** Your task **
Write out the opening lines of the data word for word, up to and including the line with "Target: white sheep", and leave every picture and every later line out.

** Provided data **
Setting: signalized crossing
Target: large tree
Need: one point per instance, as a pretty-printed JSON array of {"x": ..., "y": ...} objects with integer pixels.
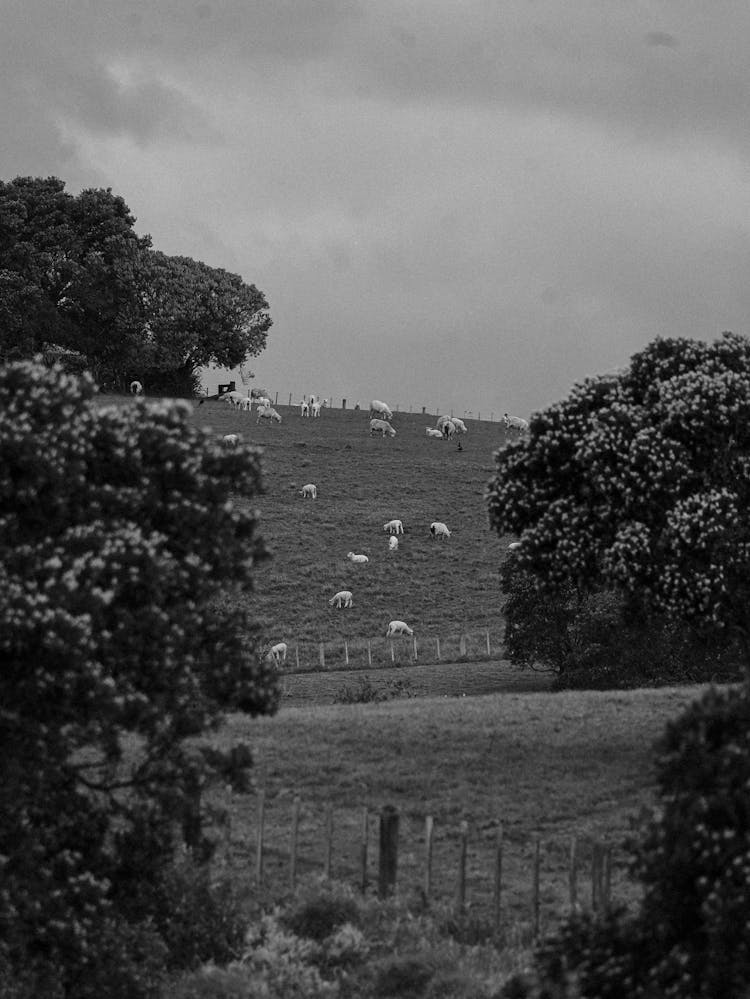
[
  {"x": 640, "y": 481},
  {"x": 198, "y": 315},
  {"x": 68, "y": 275},
  {"x": 127, "y": 550}
]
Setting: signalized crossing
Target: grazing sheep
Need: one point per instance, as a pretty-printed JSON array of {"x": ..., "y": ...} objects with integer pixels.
[
  {"x": 515, "y": 423},
  {"x": 394, "y": 527},
  {"x": 341, "y": 599},
  {"x": 378, "y": 408},
  {"x": 383, "y": 427},
  {"x": 439, "y": 530},
  {"x": 398, "y": 628},
  {"x": 267, "y": 413},
  {"x": 278, "y": 652}
]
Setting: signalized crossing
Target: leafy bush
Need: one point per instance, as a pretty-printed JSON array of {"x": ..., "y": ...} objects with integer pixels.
[
  {"x": 118, "y": 536},
  {"x": 689, "y": 938}
]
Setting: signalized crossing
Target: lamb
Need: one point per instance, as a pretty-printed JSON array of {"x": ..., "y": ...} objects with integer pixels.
[
  {"x": 267, "y": 413},
  {"x": 378, "y": 408},
  {"x": 278, "y": 652},
  {"x": 383, "y": 427},
  {"x": 515, "y": 423},
  {"x": 398, "y": 628},
  {"x": 341, "y": 599},
  {"x": 439, "y": 530}
]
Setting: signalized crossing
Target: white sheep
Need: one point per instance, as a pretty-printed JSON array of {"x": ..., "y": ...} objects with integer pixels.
[
  {"x": 278, "y": 652},
  {"x": 394, "y": 527},
  {"x": 439, "y": 530},
  {"x": 398, "y": 628},
  {"x": 341, "y": 599},
  {"x": 267, "y": 413},
  {"x": 378, "y": 408},
  {"x": 515, "y": 423},
  {"x": 383, "y": 426}
]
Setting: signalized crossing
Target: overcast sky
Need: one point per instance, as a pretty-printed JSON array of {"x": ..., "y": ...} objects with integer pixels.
[{"x": 460, "y": 205}]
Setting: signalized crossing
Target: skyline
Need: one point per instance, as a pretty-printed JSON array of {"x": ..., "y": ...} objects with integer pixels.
[{"x": 470, "y": 209}]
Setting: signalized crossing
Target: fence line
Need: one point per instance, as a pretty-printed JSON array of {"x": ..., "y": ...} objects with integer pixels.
[
  {"x": 360, "y": 652},
  {"x": 390, "y": 842}
]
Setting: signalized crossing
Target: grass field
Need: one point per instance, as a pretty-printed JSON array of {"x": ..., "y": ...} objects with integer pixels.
[{"x": 440, "y": 588}]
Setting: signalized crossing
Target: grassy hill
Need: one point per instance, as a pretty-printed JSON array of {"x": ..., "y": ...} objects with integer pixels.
[{"x": 440, "y": 588}]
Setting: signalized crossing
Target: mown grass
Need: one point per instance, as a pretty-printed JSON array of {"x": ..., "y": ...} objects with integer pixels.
[{"x": 548, "y": 765}]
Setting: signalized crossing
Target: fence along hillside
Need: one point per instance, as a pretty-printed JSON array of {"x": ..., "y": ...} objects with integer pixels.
[{"x": 440, "y": 588}]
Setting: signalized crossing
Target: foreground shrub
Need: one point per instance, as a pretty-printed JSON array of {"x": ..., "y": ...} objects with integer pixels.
[{"x": 689, "y": 939}]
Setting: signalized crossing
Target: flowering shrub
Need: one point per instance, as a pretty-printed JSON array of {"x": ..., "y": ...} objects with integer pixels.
[
  {"x": 641, "y": 482},
  {"x": 118, "y": 537}
]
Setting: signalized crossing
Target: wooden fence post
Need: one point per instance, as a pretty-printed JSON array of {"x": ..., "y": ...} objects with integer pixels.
[
  {"x": 498, "y": 877},
  {"x": 461, "y": 888},
  {"x": 293, "y": 843},
  {"x": 328, "y": 852},
  {"x": 573, "y": 873},
  {"x": 535, "y": 887},
  {"x": 388, "y": 859},
  {"x": 363, "y": 848},
  {"x": 429, "y": 827}
]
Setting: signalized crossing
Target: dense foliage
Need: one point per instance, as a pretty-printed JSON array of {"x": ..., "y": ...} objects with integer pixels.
[
  {"x": 640, "y": 481},
  {"x": 689, "y": 938},
  {"x": 78, "y": 283},
  {"x": 121, "y": 643}
]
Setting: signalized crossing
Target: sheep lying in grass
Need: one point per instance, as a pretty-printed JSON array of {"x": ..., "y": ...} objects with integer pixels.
[
  {"x": 341, "y": 599},
  {"x": 398, "y": 628}
]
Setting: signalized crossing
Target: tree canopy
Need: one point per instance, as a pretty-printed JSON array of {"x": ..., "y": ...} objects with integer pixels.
[
  {"x": 640, "y": 481},
  {"x": 126, "y": 560},
  {"x": 75, "y": 276}
]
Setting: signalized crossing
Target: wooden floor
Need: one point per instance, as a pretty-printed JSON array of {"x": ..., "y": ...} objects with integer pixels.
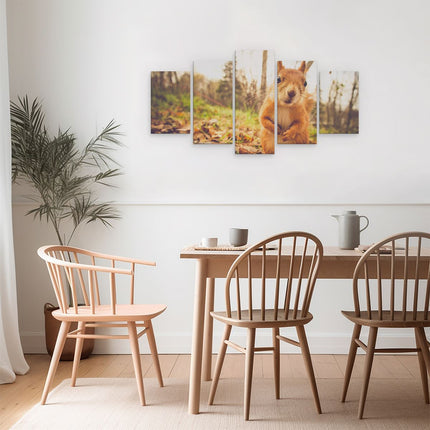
[{"x": 17, "y": 398}]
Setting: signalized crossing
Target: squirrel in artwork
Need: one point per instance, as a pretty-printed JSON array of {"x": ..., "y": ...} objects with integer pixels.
[{"x": 294, "y": 107}]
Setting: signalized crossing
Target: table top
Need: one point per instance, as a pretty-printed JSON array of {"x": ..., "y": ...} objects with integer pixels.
[{"x": 192, "y": 252}]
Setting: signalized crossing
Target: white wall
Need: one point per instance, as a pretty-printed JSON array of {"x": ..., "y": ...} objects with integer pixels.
[{"x": 90, "y": 61}]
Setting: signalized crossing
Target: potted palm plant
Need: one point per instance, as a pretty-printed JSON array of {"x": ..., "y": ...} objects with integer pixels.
[{"x": 64, "y": 178}]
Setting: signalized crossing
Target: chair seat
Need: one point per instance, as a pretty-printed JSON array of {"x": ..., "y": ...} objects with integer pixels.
[
  {"x": 258, "y": 322},
  {"x": 397, "y": 320},
  {"x": 135, "y": 312}
]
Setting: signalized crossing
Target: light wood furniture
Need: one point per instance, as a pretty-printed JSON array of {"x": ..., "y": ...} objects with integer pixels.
[
  {"x": 92, "y": 277},
  {"x": 284, "y": 302},
  {"x": 402, "y": 301},
  {"x": 336, "y": 264}
]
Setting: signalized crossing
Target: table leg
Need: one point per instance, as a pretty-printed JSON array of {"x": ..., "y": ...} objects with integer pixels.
[
  {"x": 208, "y": 333},
  {"x": 197, "y": 338}
]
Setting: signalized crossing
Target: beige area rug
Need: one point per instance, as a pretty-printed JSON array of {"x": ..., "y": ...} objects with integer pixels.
[{"x": 113, "y": 404}]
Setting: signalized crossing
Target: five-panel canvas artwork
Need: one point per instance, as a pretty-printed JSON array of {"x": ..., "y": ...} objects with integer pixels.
[{"x": 254, "y": 102}]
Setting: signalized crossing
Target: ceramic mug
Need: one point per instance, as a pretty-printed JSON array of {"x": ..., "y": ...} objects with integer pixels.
[
  {"x": 209, "y": 242},
  {"x": 238, "y": 236}
]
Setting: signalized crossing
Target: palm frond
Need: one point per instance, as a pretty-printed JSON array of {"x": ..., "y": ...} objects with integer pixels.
[{"x": 62, "y": 175}]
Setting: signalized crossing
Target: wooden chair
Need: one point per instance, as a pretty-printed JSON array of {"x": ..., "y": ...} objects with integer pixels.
[
  {"x": 293, "y": 260},
  {"x": 401, "y": 301},
  {"x": 77, "y": 272}
]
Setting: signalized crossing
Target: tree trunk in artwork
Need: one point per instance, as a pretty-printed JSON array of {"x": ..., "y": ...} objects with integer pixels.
[{"x": 263, "y": 84}]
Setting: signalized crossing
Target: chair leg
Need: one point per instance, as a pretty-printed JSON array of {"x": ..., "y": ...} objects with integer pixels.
[
  {"x": 59, "y": 345},
  {"x": 308, "y": 364},
  {"x": 154, "y": 352},
  {"x": 249, "y": 365},
  {"x": 351, "y": 359},
  {"x": 423, "y": 367},
  {"x": 276, "y": 361},
  {"x": 219, "y": 363},
  {"x": 373, "y": 332},
  {"x": 78, "y": 351},
  {"x": 132, "y": 334}
]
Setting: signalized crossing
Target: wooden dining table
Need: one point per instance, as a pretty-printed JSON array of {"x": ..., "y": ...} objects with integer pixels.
[{"x": 211, "y": 264}]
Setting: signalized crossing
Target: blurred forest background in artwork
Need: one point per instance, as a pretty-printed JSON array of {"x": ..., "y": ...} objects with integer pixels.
[
  {"x": 170, "y": 102},
  {"x": 212, "y": 101},
  {"x": 254, "y": 79},
  {"x": 339, "y": 110}
]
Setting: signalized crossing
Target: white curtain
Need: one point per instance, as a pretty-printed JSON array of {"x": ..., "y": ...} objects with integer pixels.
[{"x": 12, "y": 360}]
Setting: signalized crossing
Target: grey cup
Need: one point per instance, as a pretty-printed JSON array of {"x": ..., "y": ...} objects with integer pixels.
[
  {"x": 238, "y": 236},
  {"x": 349, "y": 229}
]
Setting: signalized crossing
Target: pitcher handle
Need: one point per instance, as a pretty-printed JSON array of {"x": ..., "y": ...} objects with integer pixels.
[{"x": 367, "y": 225}]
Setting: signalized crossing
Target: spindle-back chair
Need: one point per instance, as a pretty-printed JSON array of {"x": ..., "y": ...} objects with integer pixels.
[
  {"x": 400, "y": 300},
  {"x": 288, "y": 265},
  {"x": 93, "y": 278}
]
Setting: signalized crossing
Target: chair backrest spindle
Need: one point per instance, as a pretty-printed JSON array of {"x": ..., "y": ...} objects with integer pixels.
[
  {"x": 278, "y": 262},
  {"x": 67, "y": 269},
  {"x": 405, "y": 273}
]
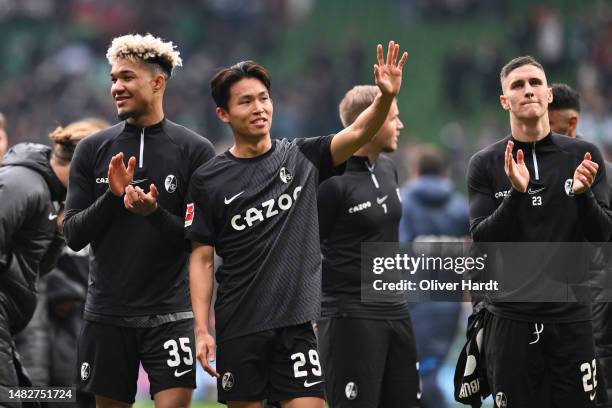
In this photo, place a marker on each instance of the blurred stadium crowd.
(54, 69)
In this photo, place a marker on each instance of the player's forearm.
(201, 275)
(83, 226)
(360, 132)
(596, 220)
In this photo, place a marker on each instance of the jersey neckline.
(230, 156)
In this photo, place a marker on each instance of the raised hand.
(388, 74)
(137, 202)
(584, 175)
(516, 171)
(119, 176)
(205, 352)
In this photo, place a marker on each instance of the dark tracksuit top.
(547, 212)
(362, 205)
(139, 264)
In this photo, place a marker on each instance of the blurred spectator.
(564, 110)
(3, 137)
(47, 345)
(432, 211)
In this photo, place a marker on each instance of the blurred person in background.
(66, 287)
(564, 110)
(432, 211)
(387, 375)
(564, 115)
(137, 308)
(33, 181)
(45, 353)
(3, 137)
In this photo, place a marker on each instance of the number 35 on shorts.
(172, 346)
(299, 365)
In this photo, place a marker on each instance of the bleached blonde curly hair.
(146, 48)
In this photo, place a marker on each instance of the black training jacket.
(28, 240)
(139, 264)
(547, 212)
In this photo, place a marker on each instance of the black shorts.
(277, 365)
(108, 358)
(369, 363)
(540, 365)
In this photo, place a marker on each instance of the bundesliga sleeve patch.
(189, 215)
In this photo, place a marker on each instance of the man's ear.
(159, 82)
(222, 114)
(504, 102)
(573, 122)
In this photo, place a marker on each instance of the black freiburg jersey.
(547, 212)
(138, 264)
(362, 205)
(260, 214)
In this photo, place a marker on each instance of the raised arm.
(388, 77)
(201, 275)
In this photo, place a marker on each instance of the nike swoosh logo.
(308, 385)
(530, 191)
(138, 181)
(181, 373)
(381, 200)
(229, 200)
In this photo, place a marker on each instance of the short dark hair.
(223, 80)
(428, 160)
(564, 97)
(517, 63)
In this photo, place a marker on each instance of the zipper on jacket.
(535, 162)
(372, 175)
(141, 158)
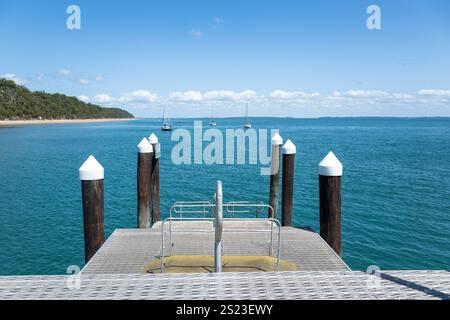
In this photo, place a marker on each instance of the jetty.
(220, 248)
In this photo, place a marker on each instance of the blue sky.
(286, 58)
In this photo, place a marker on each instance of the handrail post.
(218, 228)
(277, 141)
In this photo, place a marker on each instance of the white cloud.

** Task answer **
Setting: signalized crossing
Target: large tree
Need: one point per instance, as a pretty-printed JSON array of {"x": ..., "y": ...} objects with integer pixels.
[
  {"x": 640, "y": 481},
  {"x": 198, "y": 315},
  {"x": 68, "y": 275},
  {"x": 127, "y": 550}
]
Setting: signalized crossing
Target: grazing sheep
Need: one point per instance, as a pretty-printed JSON array of {"x": ..., "y": ...} objects with integer pixels.
[
  {"x": 515, "y": 423},
  {"x": 394, "y": 527},
  {"x": 341, "y": 599},
  {"x": 378, "y": 408},
  {"x": 383, "y": 427},
  {"x": 439, "y": 530},
  {"x": 398, "y": 628},
  {"x": 267, "y": 413},
  {"x": 278, "y": 652}
]
Setting: signalized crossing
Target: leafy bush
Need: one point per instance, as a pretty-printed JSON array of {"x": ..., "y": ...} objects with integer pixels.
[
  {"x": 118, "y": 536},
  {"x": 689, "y": 938}
]
Setting: signalized crossing
Target: lamb
Need: one point per instance, as a pretty-printed JSON array of {"x": ..., "y": ...} objects with integer pixels.
[
  {"x": 267, "y": 413},
  {"x": 378, "y": 408},
  {"x": 278, "y": 652},
  {"x": 383, "y": 427},
  {"x": 515, "y": 423},
  {"x": 398, "y": 628},
  {"x": 341, "y": 599},
  {"x": 439, "y": 530}
]
Setting: signalized crossing
Target: white sheep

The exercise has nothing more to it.